START Dataset

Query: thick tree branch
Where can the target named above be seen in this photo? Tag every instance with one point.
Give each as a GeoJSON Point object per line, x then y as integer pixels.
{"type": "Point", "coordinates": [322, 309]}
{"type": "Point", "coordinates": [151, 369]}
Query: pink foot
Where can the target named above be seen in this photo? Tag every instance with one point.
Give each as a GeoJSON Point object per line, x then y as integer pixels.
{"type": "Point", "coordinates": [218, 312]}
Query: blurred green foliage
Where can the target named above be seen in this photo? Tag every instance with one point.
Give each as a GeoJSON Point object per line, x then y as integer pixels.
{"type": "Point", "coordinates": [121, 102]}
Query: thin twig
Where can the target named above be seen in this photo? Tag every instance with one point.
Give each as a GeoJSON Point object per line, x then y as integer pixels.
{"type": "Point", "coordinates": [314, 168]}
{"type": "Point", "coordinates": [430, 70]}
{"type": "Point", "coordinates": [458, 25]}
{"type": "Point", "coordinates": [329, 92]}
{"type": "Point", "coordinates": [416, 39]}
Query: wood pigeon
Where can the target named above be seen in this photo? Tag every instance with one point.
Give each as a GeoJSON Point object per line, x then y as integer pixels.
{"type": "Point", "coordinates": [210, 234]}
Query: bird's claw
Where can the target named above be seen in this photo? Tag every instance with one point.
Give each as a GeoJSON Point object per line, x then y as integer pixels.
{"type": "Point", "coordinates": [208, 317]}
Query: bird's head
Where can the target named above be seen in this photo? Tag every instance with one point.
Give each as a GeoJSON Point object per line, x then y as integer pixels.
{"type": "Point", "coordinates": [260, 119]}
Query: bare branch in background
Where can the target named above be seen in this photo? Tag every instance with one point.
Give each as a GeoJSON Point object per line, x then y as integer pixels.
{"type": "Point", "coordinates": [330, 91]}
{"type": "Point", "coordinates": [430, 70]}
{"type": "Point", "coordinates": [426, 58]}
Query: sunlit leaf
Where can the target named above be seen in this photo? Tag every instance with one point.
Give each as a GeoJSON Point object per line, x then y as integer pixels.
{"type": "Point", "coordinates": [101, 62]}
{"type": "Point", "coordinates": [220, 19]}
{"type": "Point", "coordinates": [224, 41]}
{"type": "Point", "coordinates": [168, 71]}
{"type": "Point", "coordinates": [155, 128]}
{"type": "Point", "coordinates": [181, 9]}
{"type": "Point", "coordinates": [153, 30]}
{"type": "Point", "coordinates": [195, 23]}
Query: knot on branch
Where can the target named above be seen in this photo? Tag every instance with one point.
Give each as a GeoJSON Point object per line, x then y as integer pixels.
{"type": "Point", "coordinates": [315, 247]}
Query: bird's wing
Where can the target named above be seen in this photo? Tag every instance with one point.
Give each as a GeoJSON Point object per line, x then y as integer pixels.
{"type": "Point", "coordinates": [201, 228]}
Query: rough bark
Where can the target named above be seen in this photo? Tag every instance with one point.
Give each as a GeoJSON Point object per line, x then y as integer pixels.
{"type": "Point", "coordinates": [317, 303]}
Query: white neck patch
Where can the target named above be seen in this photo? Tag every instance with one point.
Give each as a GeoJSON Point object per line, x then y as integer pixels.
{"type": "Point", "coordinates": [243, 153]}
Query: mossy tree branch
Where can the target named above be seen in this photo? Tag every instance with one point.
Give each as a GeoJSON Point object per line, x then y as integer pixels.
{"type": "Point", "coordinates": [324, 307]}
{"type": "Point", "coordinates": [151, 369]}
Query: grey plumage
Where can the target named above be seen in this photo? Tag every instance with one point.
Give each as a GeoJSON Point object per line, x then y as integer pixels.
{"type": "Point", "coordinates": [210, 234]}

END Dataset

§ **Task details**:
Beginning with the opening line above, retype the records exactly through the line with "Query: blurred green foliage", both ends included.

§ **Result of this task**:
Query: thick tree branch
Where can the target named above be seen in this photo? Tag every instance with one point.
Give each as a GeoJSON Point object per line, x then y as integer pixels.
{"type": "Point", "coordinates": [322, 309]}
{"type": "Point", "coordinates": [151, 369]}
Query: pink foot
Where can the target named above be seen in this photo? Tag every instance with one point.
Give each as a GeoJSON Point object per line, x then y as integer pixels.
{"type": "Point", "coordinates": [218, 312]}
Query: blurred green foliage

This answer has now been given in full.